Drowning in Consumption



I am drowning in the sea of consumption. Things pour into my house from every direction, every day, at all hours, 24/7/365. Monstrous cereal boxes glued two apiece; enormous jugs of liquid soap of every imaginable kind; tissue boxes lined up like bricks at a construction site; a closet full of suitcases stuffed with used clothing stacked up from floor to ceiling; shoes for any conceivable activity including some that remain happily encased in their original packaging, unused; mail order boxes from as far away as 广东省; bottles of spices and condiments that could supply a small ethnic store; disinfectant wipes; cleaning sprays; industrial size glass cleaner jugs a gallon apiece; a collection of food items and bottled water that will bring instant smile to the face of any survivalist. I had imposed a ban on bottled water in the house but the ban was whittled away by the repeated assault of a pernicious modern attribute called convenience.

The plenitude should feel welcome after the early experiences of the rationing of every necessity, but it's not. Instead, it's causing unease, doubt, and a sense of resignation. How did it come to this?

▶ **Given exercise 1**
Copy word for word the part of the passage about consumption starting with "The plenitude should" and going on through "come to this?".

▶ **Input for this task**
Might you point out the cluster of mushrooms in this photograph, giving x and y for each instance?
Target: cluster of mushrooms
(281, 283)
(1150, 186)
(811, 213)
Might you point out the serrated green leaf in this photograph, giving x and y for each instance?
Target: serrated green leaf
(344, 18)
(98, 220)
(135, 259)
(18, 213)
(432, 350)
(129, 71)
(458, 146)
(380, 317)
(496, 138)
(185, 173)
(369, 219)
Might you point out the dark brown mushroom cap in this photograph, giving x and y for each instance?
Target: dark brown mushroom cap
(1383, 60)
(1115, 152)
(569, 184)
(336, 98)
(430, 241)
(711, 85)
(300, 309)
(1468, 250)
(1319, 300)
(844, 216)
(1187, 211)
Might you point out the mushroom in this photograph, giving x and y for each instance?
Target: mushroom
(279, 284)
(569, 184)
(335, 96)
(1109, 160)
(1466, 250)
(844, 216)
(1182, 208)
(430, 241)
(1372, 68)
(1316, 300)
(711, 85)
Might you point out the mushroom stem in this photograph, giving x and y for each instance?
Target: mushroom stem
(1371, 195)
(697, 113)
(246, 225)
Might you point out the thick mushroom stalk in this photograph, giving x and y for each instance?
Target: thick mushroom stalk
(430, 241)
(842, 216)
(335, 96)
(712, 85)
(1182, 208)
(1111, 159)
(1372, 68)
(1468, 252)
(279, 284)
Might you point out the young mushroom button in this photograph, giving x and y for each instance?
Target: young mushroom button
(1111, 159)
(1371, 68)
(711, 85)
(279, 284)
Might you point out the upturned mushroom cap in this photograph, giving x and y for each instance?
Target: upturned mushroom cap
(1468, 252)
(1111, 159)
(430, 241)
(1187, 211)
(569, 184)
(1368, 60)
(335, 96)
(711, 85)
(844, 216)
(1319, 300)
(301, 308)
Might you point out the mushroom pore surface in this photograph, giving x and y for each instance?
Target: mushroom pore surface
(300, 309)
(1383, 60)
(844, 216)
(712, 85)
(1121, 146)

▶ **Given exercise 2**
Quote exactly the lines of the records starting with the line with "Might you point out the serrated" and going on through the end of the records.

▶ **Correct answer 1**
The plenitude should feel welcome after the early experiences of the rationing of every necessity, but it's not. Instead, it's causing unease, doubt, and a sense of resignation. How did it come to this?

▶ **Correct answer 2**
Might you point out the serrated green leaf in this photograph, giving x and y for each instance?
Target: serrated green leaf
(344, 18)
(98, 220)
(135, 259)
(18, 213)
(432, 350)
(129, 71)
(458, 146)
(380, 317)
(496, 138)
(185, 173)
(369, 219)
Might you point out the dark brown mushroom cap in this photograph, giving x and y for each instance?
Target: dark brown mushroom cap
(1383, 60)
(1115, 152)
(569, 184)
(336, 98)
(430, 241)
(711, 85)
(300, 309)
(1468, 250)
(1319, 300)
(844, 216)
(1187, 211)
Might you point out the mushroom in this photograph, giving x and y for each instance?
Target: mushroom
(279, 284)
(569, 184)
(335, 96)
(1109, 160)
(1466, 250)
(844, 216)
(1182, 208)
(430, 241)
(1372, 68)
(1316, 300)
(711, 85)
Might you point out the mushroom stem in this photograph, giving x and y for each instance?
Target: mushroom stem
(1371, 195)
(697, 113)
(246, 225)
Might you point out the thick mushroom stalk in this photograph, giving x and y for each instance?
Target: thick mushroom stalk
(430, 241)
(842, 216)
(335, 96)
(712, 85)
(1182, 208)
(1111, 159)
(1372, 68)
(1468, 252)
(279, 284)
Might you point out the young mushroom button in this photograph, giving x and y for each instance?
Target: young mushroom button
(1111, 159)
(1371, 68)
(711, 85)
(279, 284)
Might you point out the upturned mushroom cap in this photograph, giving x and y for each instance?
Target: upturned mushroom cap
(1468, 252)
(1111, 159)
(430, 241)
(1187, 211)
(569, 184)
(1368, 60)
(335, 96)
(711, 85)
(844, 216)
(1319, 300)
(301, 308)
Might you point out the mushroom pore surface in this photograph, giving x and y for each instance?
Target: mushroom pore surface
(300, 309)
(1383, 60)
(844, 216)
(712, 85)
(1121, 146)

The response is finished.